[EXTRACT — start]

Introduction

Residual connections are one of the central architectural inventions behind modern deep learning. They help address vanishing and exploding gradients by giving information and gradients a direct path through the network. In modern Transformers, this path is often described as the residual stream: a persistent computational state that each layer reads from, updates, and passes forward.

But this simple and powerful mechanism has a subtle flaw. As residual layers repeatedly add updates into the same stream, the norm of that stream grows with depth. A later layer therefore writes into a much larger accumulated state than an earlier layer, so an update of the same absolute size has a smaller relative effect on the representation. Deep layers can become progressively less influential while still costing the same FLOPs, memory, parameters, and training time.

We see signs of this throughout modern Transformer models. Deeper layers often behave close to identity maps, residual states become increasingly similar with depth, and pruning methods can remove substantial depth with surprisingly modest degradation. Taken together, these observations suggest that current architectures often leave capacity on the table: they add depth, but do not always turn that depth into useful computation.

At Zyphra, we view this as an architectural efficiency problem. Ideally, comparable parameters should have an equal opportunity to affect the residual state. But if a layer-40 parameter can only weakly affect the model because it writes into a much larger residual stream than a layer-4 parameter, then the architecture is paying the same cost for parameters with unequal influence.

The problem is especially clear in standard pre-norm Transformers. Each layer receives a normalized version of the residual stream, computes an update, and then adds that update back to the unnormalized stream. This normalization is crucial for training stability, but it also means that the layer has limited direct access to the actual scale of the state it is modifying. The result is a norm-dependent mismatch: the same update may strongly rotate a small residual vector, but barely perturb a large one. Across many layers, this mismatch can compound, forcing later layers to produce increasingly large updates to achieve the same angular change.

[EXTRACT — finish]
[SUPPLIED DATA — start]

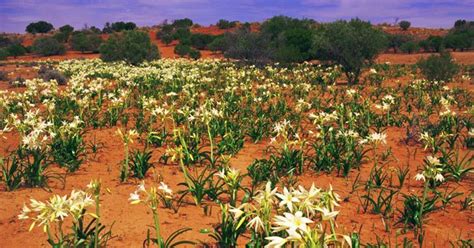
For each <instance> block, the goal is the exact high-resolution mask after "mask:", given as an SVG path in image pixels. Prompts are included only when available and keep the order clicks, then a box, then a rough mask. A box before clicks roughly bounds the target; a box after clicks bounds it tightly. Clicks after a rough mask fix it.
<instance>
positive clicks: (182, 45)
mask: <svg viewBox="0 0 474 248" xmlns="http://www.w3.org/2000/svg"><path fill="white" fill-rule="evenodd" d="M191 50H192V49H191V47H190V46H188V45H183V44H181V43H180V44H178V45H176V46H175V47H174V53H175V54H177V55H179V56H180V57H184V56H186V55H188V54H189V53H190V52H191Z"/></svg>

[SUPPLIED DATA — finish]

WHAT TO DO: Decide whether each statement agrees with the passage on residual connections above, answering yes or no and quoting the words of the passage that settle it. 1. In standard pre-norm Transformers, each layer adds its update back to the normalized residual stream. 2. Pruning methods can remove substantial depth with only modest degradation. 3. Deep layers cost fewer FLOPs than earlier layers.

ANSWER BOX:
1. No: "then adds that update back to the unnormalized stream."
2. Yes: "pruning methods can remove substantial depth with surprisingly modest degradation."
3. No: "while still costing the same FLOPs, memory, parameters, and training time."